Items from a dataset:
========
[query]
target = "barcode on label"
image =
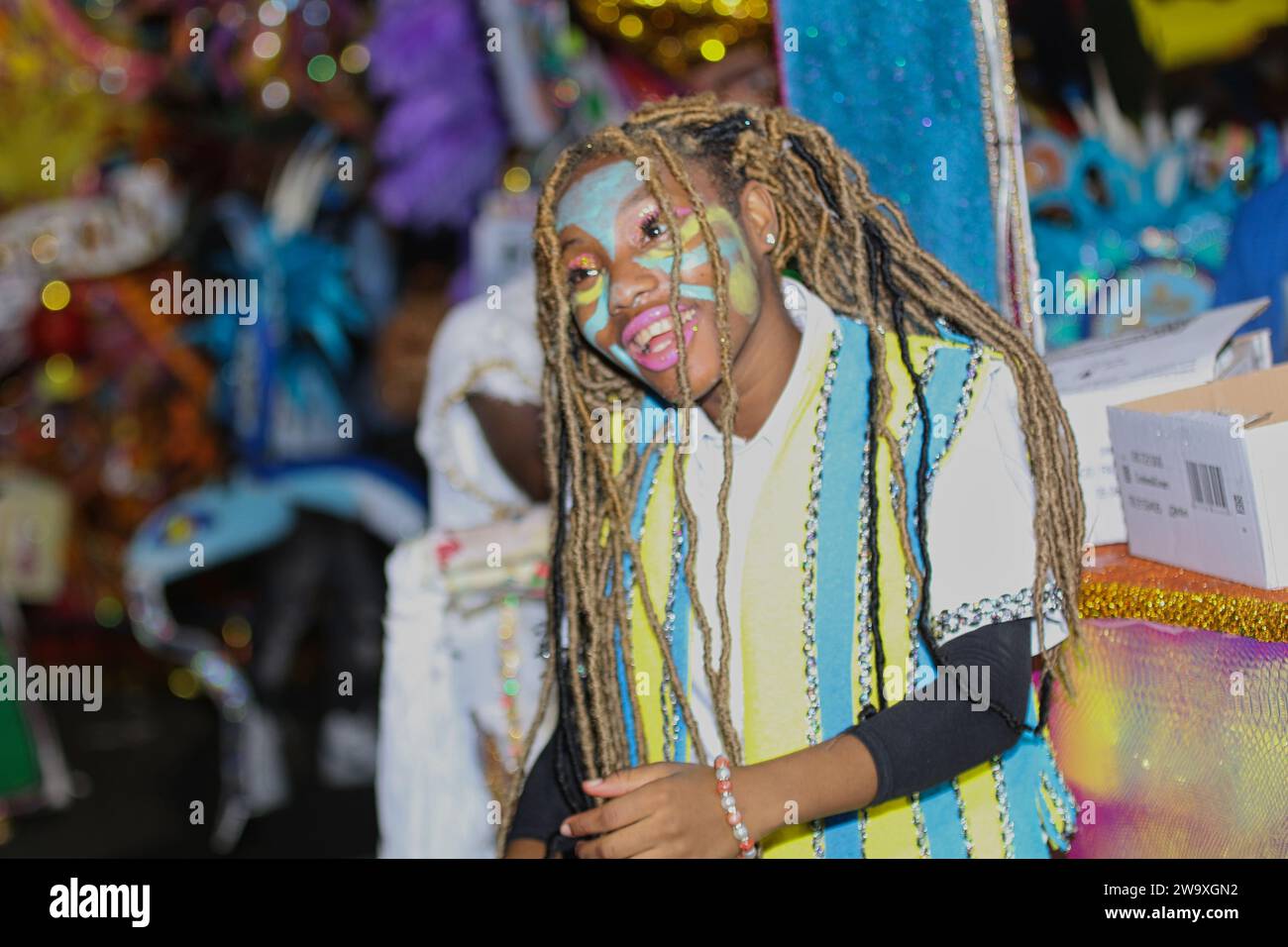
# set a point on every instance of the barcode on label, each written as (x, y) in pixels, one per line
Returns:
========
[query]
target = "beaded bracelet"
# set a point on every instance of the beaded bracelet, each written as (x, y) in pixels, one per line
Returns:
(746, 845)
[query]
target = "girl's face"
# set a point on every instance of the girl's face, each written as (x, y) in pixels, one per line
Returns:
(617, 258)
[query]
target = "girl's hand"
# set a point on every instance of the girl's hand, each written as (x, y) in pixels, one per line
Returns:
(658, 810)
========
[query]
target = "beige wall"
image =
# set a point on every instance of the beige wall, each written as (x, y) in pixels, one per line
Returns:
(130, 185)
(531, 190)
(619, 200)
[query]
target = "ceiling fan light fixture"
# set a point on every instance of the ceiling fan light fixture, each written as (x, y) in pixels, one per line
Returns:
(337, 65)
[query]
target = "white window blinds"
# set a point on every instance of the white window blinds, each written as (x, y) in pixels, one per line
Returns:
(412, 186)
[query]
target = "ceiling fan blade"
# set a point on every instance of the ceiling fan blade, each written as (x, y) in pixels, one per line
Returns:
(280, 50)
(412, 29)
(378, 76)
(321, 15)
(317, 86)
========
- **Stated problem**
Find every line in the records above that contains the string "beige" and copy each of those lines.

- **Full solution**
target = "beige wall"
# set a point on every instance of the beige wall, each written as (x, y) in pixels, one per line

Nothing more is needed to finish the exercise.